(Material for this task begins)
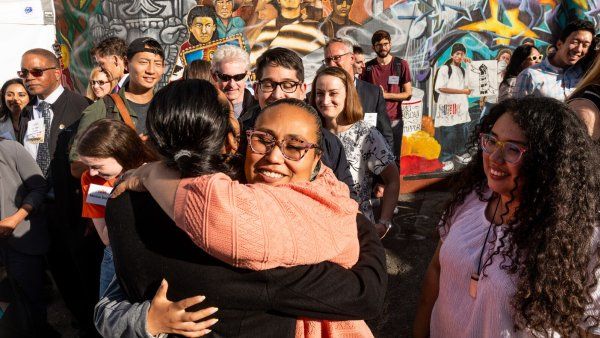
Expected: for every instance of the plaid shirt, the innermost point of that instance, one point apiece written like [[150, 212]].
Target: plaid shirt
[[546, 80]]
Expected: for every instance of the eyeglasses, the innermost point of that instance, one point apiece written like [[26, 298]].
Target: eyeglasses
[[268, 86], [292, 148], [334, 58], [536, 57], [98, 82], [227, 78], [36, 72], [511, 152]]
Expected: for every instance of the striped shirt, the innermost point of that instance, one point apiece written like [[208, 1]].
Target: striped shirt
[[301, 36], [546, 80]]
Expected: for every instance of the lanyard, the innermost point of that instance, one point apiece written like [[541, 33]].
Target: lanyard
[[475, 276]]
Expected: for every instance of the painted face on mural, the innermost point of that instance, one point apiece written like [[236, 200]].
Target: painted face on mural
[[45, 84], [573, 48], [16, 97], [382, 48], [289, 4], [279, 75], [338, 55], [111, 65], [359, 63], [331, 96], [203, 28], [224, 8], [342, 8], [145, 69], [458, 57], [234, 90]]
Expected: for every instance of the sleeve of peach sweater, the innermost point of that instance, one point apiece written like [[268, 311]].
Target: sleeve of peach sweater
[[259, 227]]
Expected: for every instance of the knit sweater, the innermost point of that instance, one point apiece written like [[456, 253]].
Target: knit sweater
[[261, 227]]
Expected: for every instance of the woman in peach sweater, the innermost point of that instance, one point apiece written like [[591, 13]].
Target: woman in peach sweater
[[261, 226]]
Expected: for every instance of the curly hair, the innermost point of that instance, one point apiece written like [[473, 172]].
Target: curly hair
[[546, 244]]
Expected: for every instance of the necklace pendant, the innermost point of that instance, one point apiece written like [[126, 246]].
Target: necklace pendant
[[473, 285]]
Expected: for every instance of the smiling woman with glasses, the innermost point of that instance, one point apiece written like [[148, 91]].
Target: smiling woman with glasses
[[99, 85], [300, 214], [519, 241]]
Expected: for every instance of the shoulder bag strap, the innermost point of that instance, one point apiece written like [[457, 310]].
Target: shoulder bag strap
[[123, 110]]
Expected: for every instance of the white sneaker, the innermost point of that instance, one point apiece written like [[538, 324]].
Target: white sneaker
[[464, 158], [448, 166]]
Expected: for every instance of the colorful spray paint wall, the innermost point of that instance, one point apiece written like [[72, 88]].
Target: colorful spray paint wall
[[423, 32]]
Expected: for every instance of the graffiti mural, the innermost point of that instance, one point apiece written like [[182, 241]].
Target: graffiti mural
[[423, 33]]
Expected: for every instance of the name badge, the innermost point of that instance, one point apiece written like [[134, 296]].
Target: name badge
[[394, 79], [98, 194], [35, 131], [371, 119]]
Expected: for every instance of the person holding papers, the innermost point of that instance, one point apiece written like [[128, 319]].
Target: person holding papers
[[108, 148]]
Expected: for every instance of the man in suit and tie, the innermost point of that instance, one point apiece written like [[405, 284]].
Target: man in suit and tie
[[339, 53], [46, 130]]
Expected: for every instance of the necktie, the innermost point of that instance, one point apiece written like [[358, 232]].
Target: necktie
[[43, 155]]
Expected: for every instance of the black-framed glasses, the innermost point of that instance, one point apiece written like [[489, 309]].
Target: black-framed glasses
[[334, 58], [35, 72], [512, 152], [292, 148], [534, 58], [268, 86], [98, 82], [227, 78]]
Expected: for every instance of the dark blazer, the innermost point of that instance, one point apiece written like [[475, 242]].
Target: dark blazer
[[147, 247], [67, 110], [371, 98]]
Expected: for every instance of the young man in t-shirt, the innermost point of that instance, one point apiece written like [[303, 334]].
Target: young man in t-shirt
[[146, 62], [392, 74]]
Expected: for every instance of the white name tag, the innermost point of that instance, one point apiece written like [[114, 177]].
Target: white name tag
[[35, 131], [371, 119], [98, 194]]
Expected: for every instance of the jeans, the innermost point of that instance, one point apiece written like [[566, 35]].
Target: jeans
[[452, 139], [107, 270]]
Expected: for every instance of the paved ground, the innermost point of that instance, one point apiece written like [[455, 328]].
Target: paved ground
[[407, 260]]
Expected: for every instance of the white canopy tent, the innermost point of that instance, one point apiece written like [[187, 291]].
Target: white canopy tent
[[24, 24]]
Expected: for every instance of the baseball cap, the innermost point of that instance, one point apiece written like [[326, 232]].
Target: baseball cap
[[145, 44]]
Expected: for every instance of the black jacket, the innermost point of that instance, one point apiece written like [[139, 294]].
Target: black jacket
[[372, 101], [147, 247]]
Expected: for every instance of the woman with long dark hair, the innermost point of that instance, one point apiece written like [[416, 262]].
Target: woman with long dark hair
(Material for this task ends)
Assignment: Write out each line of the data that holds the string "long".

Solution:
Expected: for every instance of the woman with long dark hair, the innermost point of that instance, one point apiece written like [[416, 262]].
Target: woman with long dark hair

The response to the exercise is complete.